* [Assignment]
Copy out the final stretch of the listing: the line that contains "In this picture, where can the sky" and all lines after it, exactly as they appear.

= Beginning of Section =

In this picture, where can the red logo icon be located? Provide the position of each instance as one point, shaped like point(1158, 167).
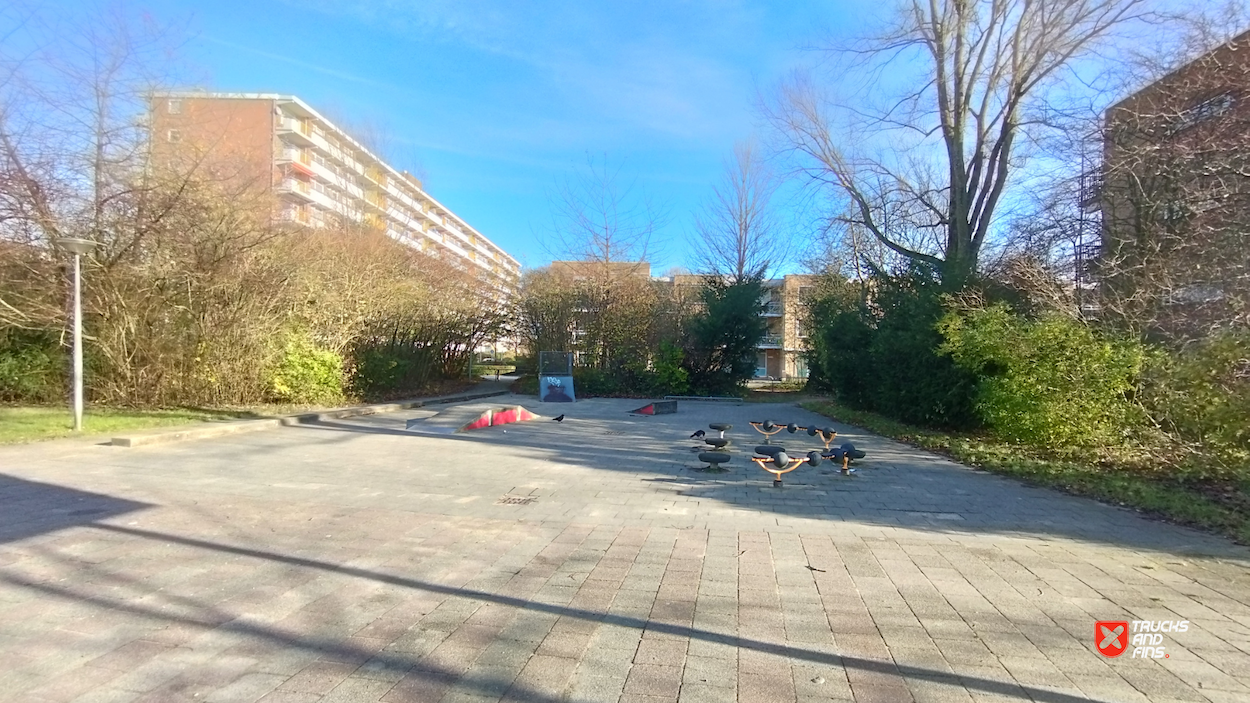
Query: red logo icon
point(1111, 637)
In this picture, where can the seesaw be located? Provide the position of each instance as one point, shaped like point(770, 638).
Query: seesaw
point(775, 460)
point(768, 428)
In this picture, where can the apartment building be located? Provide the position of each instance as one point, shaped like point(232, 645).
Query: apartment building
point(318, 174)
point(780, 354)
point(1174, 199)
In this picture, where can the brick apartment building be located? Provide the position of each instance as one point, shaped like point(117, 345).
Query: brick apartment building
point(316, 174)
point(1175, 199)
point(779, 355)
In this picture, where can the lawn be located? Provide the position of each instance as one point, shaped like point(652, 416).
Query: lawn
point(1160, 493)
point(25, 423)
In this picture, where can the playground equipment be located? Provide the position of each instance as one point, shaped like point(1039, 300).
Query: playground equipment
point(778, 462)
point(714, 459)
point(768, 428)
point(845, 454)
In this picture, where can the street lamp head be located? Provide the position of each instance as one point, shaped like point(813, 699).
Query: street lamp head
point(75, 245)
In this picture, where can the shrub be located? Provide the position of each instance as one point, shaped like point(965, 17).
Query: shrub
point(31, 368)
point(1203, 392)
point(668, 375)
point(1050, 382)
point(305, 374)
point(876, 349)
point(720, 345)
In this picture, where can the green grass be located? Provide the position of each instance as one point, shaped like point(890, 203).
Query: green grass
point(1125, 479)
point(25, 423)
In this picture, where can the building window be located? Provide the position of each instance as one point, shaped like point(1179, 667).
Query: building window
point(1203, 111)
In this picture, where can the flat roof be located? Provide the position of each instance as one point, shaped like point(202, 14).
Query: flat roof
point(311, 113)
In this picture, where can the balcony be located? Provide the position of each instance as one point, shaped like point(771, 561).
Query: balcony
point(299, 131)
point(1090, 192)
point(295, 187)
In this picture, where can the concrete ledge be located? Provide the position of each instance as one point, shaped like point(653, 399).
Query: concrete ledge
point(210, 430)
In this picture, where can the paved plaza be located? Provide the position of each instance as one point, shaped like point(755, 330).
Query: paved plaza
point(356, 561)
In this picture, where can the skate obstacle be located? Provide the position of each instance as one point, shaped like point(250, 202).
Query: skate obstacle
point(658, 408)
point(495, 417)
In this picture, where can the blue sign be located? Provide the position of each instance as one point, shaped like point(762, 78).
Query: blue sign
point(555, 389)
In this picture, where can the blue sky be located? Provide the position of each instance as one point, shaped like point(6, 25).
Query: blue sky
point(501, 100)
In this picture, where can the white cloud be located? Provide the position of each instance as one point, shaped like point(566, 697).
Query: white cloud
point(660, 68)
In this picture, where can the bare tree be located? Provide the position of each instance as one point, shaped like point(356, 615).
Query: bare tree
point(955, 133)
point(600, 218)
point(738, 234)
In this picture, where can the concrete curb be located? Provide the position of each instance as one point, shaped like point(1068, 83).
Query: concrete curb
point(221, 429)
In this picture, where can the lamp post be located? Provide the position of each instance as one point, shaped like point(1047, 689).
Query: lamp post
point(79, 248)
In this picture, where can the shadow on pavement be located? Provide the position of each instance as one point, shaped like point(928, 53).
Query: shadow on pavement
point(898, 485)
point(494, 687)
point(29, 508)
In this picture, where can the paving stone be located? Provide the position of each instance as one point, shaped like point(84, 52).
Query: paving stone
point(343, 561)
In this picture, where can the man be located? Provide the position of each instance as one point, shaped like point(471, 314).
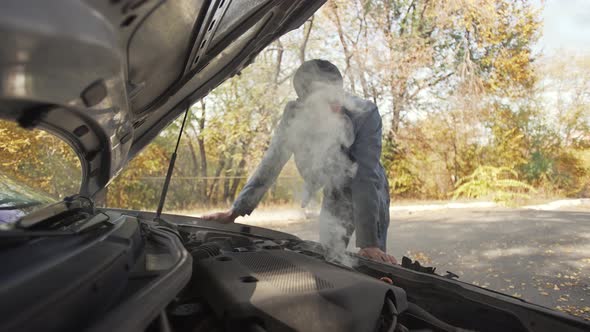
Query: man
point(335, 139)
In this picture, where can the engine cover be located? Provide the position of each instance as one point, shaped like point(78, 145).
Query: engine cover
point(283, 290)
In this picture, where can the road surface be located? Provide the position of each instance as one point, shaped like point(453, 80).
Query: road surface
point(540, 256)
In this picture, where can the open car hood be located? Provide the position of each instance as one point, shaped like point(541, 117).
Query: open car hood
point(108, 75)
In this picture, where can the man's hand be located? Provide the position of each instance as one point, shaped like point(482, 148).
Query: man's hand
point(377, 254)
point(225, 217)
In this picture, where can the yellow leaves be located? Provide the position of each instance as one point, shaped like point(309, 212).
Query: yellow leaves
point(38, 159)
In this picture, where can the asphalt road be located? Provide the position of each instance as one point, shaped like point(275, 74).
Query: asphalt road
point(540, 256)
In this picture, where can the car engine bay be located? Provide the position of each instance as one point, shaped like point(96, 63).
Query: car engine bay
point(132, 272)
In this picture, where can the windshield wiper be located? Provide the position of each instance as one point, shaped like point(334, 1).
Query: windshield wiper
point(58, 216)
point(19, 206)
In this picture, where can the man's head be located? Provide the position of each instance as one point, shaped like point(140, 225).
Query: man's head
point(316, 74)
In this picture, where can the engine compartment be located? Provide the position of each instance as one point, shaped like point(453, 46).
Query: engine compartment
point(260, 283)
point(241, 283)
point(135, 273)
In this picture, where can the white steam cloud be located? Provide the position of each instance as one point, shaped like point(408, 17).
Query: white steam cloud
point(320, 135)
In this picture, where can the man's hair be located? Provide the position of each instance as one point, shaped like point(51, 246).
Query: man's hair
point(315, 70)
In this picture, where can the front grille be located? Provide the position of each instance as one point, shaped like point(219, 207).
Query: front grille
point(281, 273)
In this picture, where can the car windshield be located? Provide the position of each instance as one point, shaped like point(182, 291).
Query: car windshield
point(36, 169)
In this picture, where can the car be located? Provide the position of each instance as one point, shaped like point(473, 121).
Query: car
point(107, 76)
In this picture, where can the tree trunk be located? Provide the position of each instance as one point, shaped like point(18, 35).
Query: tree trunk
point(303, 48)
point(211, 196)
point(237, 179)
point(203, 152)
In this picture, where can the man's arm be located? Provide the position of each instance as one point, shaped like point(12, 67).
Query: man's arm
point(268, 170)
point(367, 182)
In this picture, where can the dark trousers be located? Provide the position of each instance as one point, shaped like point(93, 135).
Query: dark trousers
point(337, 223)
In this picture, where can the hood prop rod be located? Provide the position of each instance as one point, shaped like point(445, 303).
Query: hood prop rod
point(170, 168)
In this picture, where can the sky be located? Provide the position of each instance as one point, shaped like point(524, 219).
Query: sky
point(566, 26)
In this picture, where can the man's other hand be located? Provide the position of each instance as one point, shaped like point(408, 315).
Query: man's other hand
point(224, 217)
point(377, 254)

= End of Section =

* [Answer box]
In this picture, where can the sky be located? Provide the position of each instance as one point, shaped like point(524, 219).
Query: sky
point(566, 26)
In this picture, where can the man's other hand be located? Provide the position of each instance as one point, shaped like point(408, 315).
Query: man's other hand
point(224, 217)
point(377, 254)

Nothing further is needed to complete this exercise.